● **Short exercise**: Find each line below in which the word "region" occurs, treating uppercase and lowercase letters as different, and copy every such line in full.

Start

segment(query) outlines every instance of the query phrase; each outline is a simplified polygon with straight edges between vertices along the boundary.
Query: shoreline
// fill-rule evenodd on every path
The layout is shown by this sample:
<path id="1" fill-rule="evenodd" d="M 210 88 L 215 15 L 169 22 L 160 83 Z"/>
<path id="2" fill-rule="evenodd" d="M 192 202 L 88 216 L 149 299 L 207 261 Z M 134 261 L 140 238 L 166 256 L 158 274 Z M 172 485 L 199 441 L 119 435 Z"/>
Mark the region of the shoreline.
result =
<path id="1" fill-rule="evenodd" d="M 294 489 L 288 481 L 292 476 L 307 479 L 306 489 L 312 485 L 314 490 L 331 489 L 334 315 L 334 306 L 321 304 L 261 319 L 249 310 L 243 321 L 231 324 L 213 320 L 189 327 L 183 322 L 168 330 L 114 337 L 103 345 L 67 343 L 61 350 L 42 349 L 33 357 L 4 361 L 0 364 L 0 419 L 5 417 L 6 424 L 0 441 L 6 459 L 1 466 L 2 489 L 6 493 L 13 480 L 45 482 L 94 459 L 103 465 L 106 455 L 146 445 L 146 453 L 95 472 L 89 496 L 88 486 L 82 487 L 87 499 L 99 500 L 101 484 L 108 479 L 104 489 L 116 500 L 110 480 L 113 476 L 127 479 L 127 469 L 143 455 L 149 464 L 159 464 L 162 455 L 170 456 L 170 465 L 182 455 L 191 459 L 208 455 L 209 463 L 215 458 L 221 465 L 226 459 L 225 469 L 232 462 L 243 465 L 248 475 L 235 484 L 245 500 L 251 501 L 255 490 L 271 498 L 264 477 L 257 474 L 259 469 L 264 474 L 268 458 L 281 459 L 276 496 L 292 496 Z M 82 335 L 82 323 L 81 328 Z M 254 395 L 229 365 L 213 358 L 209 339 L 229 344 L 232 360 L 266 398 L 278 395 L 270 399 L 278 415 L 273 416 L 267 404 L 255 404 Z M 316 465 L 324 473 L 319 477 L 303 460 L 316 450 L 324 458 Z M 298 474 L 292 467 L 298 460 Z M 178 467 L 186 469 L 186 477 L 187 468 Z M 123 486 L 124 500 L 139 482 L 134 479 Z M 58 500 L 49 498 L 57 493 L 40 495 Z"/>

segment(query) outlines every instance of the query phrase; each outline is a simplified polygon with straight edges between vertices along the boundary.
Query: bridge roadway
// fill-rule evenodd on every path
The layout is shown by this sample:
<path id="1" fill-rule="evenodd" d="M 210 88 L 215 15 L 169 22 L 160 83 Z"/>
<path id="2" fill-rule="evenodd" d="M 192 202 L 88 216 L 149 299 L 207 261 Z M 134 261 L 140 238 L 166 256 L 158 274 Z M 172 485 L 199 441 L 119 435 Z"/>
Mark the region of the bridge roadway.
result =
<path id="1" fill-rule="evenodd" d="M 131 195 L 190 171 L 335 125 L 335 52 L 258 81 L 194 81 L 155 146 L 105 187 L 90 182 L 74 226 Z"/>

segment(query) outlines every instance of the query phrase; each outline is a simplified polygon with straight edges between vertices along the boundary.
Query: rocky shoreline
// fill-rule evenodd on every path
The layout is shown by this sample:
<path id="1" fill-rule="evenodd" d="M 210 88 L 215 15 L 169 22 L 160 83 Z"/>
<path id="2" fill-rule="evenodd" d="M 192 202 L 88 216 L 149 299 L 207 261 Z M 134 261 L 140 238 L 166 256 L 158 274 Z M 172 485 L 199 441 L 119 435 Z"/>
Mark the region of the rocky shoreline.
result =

End

● **Written solution**:
Mark the region of the shoreline.
Mark the region of the bridge roadway.
Mark the region of the rocky shoreline.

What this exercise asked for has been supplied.